Use Recipes to Enrich Data¶
Now that you have an understanding of the datasets you’re working with, it’s time to combine them in order to enrich the data that you’ll be processing and analyzing.
When preparing data in a spreadsheet, as the project advances and the operations become more and more complex, it’s increasingly hard to keep track of all the changes made to the original data.
In Dataiku, rather than directly working on the final datasets, you create recipes, or a set of transformation instructions, that can be applied to input datasets and produce new output datasets whenever needed. The visual representation of the interactions between datasets and recipes produces the Flow, in which you can easily trace the changes in the data at any stage of the process.
We will prepare and enrich the data using two visual recipes: the Stack recipe and the Join recipe.
Recipes in Dataiku contain the transformation steps, or processing logic, that act upon datasets. A circle connecting the input and output datasets represents a recipe in the Flow.
Visual recipes (yellow circles) accomplish the most common data transformation operations, such as cleaning, grouping, and filtering, through a point-and-click interface.
Code recipes (orange circles) allow you to define your own processing logic in a language such as Python, R, or SQL.
Plugin recipes allow coders to wrap custom code behind a visual interface, thereby extending the native capabilities of Dataiku.
First, we will “stack” two datasets that have the same column structure but contain rows from different time periods into one single dataset.
This is similar to merging sheets in Excel by moving or copying them, or by using the Consolidate command, but made easier since you don’t need to navigate back and forth between multiple spreadsheet files or perform manual operations. This makes it easier to stack large datasets.
Select the web_this_year dataset by clicking on it.
Click the arrow near the top right corner of the screen to open the Actions menu, and select the Stack visual recipe.
In the window that opens, under “Inputs”, click the blue +Add button, and select the web_last_year dataset from the options.
Name the output dataset
web_this_and_last_yearinstead of the default name.
Click Create Recipe.
Once the recipe is initiated, you can observe or modify the settings before running it.
Navigate to the Origin column step on the left hand side, and activate the Off/On button.
This will create an additional original_dataset column in the output dataset indicating for each row, which dataset (i.e. which year) it comes from.
Click the green Run button in the bottom left corner of the screen to run the Stack recipe.
If you want to save the settings before running the recipe (for example to pause and come back to make more adjustments later), you can always click Save in the top right corner.
When the recipe is finished running, a green Job succeeded panel will appear.
In the panel, click Explore dataset web_this_and_last_year to open the output dataset.
Analyze the original_dataset column.

● Problem set
**a)** Extract the passage of the recipes tutorial starting at "Click the arrow" up to and including "the default name.", word for word.
**b)** List the kinds of recipes in Dataiku that the recipes tutorial describes.

Segmentation annotation records:
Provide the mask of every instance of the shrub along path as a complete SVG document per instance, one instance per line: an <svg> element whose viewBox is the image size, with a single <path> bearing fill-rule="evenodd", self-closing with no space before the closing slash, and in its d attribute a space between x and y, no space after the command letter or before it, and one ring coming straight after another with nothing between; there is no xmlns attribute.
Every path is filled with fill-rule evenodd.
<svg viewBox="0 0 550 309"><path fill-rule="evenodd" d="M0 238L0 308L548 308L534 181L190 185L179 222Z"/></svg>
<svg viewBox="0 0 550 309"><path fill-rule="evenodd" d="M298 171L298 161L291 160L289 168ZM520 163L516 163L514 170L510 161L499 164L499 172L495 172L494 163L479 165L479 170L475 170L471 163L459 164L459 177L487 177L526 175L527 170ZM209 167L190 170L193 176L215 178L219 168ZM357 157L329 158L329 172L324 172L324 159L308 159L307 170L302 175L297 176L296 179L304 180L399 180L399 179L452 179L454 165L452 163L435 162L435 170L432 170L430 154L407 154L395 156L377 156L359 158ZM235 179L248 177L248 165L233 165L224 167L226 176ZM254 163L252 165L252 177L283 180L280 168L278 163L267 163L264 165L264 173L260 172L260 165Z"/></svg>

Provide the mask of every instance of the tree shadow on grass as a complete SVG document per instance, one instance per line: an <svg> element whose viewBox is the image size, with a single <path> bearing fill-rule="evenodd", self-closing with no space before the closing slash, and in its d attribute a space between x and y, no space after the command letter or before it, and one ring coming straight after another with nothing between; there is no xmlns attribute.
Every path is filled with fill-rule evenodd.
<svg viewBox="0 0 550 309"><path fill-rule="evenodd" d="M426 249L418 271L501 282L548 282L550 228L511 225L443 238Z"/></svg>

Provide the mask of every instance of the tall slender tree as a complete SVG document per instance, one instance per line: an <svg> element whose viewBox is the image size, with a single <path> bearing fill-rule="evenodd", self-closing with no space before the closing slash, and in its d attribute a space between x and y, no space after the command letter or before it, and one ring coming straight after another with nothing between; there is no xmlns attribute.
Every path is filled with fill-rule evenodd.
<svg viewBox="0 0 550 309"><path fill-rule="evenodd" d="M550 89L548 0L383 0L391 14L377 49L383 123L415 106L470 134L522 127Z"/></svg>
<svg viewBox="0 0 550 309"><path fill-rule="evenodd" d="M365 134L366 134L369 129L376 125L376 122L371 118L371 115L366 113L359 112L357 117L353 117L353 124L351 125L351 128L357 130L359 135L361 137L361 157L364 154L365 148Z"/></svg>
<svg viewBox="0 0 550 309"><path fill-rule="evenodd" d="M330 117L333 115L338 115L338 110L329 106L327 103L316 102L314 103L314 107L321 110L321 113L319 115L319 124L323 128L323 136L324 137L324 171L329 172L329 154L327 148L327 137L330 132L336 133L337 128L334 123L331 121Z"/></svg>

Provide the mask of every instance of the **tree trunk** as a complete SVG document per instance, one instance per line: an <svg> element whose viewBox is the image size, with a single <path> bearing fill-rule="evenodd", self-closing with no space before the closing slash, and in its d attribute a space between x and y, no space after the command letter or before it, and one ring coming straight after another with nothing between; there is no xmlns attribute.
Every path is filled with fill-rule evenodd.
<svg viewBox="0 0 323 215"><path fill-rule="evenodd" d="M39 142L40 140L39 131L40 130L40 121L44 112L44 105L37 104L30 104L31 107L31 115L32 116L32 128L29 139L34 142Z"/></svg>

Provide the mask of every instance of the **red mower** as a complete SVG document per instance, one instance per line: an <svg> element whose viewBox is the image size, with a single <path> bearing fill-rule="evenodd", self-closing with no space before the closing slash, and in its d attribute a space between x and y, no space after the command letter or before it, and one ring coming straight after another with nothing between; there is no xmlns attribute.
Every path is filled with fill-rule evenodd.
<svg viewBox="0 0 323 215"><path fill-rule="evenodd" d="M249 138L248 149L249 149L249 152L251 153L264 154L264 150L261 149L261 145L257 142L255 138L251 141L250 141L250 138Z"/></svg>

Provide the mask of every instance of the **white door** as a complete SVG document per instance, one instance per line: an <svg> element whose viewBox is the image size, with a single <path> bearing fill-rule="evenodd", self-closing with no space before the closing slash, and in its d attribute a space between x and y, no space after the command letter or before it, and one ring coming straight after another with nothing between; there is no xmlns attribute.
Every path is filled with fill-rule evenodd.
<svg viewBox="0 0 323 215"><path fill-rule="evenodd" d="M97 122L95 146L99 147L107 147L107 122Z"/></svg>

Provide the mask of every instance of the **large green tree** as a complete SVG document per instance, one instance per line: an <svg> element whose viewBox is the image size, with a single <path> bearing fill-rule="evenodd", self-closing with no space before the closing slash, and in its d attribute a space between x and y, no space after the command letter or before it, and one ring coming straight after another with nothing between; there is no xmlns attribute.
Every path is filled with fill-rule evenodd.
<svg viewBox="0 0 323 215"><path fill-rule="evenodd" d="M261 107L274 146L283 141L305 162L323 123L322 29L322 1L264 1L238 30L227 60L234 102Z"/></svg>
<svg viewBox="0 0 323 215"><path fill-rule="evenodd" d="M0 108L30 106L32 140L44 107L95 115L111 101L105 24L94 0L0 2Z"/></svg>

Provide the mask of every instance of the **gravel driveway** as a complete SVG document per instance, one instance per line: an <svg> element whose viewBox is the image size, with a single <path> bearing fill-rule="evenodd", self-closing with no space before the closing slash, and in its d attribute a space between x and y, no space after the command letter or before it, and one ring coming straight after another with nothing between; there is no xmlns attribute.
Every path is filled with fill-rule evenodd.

● Answers to the tasks
**a)**
Click the arrow near the top right corner of the screen to open the Actions menu, and select the Stack visual recipe.
In the window that opens, under “Inputs”, click the blue +Add button, and select the web_last_year dataset from the options.
Name the output dataset
web_this_and_last_yearinstead of the default name.

**b)**
- Visual recipes
- Code recipes
- Plugin recipes